> _Série d'exercices_
1. D'après le texte sur Paul Nizan, en quelle année réussit-il le concours d'entrée à l'École normale supérieure de la rue d'Ulm ?
2. Poursuivez le texte sur Paul Nizan à partir de sa dernière phrase.

> _Extrait du texte_
⟨

Les Ex-PCF

Le plus grand parti de France

Fils d’un ingénieur des chemins de fer, Paul Nizan (né à Tours (Indre-et-Loire) le 7 février 1905, mort à Recques-sur-Hem (Pas-de-Calais) le 23 mai 1940) arrive à Paris en 1917, suite à la mutation de son père de Périgueux à Paris.

Ecrivain, journaliste

Démission en 1939

D’abord au lycée Henri-IV de 1917 à 1922, il entre en khâgne à Louis-le-Grand en 1922, où il a pour camarade Jean-Paul Sartre, qui devient rapidement son meilleur ami. Il réussit le concours d’entrée à l’École normale supérieure de la rue d’Ulm en 1924, et y retrouve Jean-Paul Sartre, Raymond Aron, Jean Bruhat, Georges Friedmann.

Très tôt attiré par l’exercice de l’écriture, Paul Nizan s’essaie à la poésie (Cathédrale, 1923) et à l’essai caustique (La complainte du carabin qui disséqua sa petite amie en fumant deux paquets de Maryland, 1924).

Arrière-arrière-petit-fils d'un royaliste fusillé pendant la Révolution française, Nizan s'inscrit aux Camelots du Roy, les jeunes de l'Action française. Il adhère en 1925, au Faisceau de Georges Valois, premier parti fasciste français. Cependant, il hésite entre le royalisme et le communisme, entre Lénine (La Révolution prolétarienne) et Valois (Révolution nationale).

Nizan voyage en Italie et ses lettres à sa fiancée, Henriette Alphen, montrent son intérêt pour la résistance des communistes italiens au fascisme.

⟩

Entrées d'un jeu de données d'annotation

⟨

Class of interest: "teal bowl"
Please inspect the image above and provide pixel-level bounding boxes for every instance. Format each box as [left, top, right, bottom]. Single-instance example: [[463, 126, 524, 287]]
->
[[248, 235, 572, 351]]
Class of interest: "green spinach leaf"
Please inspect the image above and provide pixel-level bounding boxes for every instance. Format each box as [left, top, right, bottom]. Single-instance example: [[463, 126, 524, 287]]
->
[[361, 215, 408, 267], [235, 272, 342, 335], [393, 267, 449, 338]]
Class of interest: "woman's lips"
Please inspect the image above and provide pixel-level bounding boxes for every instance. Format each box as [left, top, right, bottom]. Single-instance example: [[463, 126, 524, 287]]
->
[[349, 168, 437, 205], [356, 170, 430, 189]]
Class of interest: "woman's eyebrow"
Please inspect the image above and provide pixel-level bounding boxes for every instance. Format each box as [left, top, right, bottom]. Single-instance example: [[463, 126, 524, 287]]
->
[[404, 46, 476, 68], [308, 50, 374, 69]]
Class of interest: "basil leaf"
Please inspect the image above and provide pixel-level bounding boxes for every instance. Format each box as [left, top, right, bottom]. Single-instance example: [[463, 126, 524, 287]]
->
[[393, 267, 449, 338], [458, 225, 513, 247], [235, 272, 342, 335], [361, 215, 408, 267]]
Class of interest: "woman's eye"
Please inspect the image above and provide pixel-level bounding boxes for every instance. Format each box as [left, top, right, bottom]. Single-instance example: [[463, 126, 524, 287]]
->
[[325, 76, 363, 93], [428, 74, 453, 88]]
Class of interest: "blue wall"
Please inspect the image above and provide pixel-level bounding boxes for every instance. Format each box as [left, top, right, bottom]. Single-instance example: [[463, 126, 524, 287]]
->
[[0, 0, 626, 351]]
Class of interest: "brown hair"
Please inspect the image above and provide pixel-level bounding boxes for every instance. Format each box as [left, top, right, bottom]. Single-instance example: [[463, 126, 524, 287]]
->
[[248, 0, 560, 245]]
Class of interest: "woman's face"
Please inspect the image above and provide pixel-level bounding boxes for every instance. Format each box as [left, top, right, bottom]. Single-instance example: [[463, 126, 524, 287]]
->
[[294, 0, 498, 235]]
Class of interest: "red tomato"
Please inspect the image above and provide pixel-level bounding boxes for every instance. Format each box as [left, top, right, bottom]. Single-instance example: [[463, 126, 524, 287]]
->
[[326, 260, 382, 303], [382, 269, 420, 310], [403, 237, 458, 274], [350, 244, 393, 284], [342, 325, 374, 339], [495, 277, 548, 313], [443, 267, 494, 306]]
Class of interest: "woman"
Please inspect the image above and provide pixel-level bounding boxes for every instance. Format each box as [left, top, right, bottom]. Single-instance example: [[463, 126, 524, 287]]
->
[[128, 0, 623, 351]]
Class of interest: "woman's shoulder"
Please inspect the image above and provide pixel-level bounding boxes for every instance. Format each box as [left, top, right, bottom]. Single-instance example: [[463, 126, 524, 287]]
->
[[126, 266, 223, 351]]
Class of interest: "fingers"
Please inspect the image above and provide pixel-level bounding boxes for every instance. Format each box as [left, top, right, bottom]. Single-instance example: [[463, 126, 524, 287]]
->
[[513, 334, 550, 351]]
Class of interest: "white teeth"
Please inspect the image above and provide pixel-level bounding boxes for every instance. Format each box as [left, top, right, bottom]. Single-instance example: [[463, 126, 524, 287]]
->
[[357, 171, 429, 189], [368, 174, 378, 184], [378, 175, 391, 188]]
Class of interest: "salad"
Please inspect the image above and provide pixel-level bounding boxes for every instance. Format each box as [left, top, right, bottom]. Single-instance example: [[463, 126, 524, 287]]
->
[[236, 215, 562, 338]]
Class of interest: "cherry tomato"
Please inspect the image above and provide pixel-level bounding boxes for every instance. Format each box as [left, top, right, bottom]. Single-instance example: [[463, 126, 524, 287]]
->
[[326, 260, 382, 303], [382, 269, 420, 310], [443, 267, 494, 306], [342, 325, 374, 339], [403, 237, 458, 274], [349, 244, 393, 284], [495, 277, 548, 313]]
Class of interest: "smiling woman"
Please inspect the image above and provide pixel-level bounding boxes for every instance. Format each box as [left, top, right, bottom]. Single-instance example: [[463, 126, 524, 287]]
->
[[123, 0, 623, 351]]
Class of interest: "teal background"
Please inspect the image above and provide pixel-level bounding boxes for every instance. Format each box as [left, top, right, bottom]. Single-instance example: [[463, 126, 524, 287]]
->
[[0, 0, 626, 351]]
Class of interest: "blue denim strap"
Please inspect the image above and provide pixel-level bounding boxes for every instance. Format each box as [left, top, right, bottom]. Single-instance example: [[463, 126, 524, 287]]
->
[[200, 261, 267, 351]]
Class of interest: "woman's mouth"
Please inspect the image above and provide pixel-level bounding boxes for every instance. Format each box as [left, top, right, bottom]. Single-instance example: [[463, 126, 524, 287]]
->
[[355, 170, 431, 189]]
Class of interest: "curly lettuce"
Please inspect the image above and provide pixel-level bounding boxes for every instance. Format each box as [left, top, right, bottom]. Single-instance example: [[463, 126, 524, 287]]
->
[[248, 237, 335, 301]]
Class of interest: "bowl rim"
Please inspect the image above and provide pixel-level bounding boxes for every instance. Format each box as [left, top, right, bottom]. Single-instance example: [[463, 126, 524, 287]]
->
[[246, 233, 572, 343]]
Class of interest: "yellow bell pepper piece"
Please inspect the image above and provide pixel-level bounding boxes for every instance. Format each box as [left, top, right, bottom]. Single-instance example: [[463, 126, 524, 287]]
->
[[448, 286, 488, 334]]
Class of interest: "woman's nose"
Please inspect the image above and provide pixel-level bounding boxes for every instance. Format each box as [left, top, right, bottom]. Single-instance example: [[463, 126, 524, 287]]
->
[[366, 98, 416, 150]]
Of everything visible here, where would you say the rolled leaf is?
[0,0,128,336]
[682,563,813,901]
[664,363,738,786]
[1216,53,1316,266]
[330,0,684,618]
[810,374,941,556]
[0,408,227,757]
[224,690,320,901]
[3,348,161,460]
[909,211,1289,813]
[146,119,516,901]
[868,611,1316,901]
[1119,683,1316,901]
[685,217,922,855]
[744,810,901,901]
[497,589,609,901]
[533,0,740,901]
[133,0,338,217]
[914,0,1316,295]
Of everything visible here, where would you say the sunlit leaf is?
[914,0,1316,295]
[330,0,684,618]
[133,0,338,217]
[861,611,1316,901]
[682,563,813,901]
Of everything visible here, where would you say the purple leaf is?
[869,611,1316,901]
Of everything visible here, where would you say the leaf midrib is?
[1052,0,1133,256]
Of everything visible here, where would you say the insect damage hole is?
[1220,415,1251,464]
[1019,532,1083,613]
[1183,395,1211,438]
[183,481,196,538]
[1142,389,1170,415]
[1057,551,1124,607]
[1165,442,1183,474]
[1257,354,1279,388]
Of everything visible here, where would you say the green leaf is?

⟩

> _Corrigé_
1. En 1924.

2.
Il participe à de nombreuses tentatives de renouvellement de la pensée philosophique et politique en France, notamment avec son ami Georges Friedmann. En août 1925, il reprend le Groupe d’informations internationales qu’avait fondé Friedmann à l’École normale supérieure. Parmi les collaborateurs : Pierre Morhange (directeur), Max Jacob, Paul Lotte, Jules Supervielle, Jean Cocteau, Philippe Soupault, Pierre Drieu La Rochelle, Norbert Guterman, Henri Lefebvre, Georges Politzer.

En 1926, indécis politiquement et en proie à une dépression, il quitte la scène littéraire et politique française et devient le précepteur des deux enfants de l’homme d’affaires, Antonin Besse, à Aden (septembre 1926 - mai 1927).

S’il est tenté à Aden par une carrière dans les affaires (il songe à s’associer à M. Besse), il y découvre la solitude, le colonialisme, la misère des indigènes «exploités d’une façon révoltante».

À son retour, en 1927, il adhère au Parti communiste (et épouse Henriette Alphen, avec comme témoins, Sartre et Aron).

Il passe son Diplôme d'études supérieures avec un mémoire sur la «Fonction du meaning : mots, images et schèmes», puis traduit avec Sartre la Psychopathologique générale de Karl Jaspers. Sa réputation grandit dans le milieu universitaire. Elégant et raffiné, anglophile, fasciné par la modernité, il soigne son image de dandy.

Il obtient son agrégation de philosophie en 1929.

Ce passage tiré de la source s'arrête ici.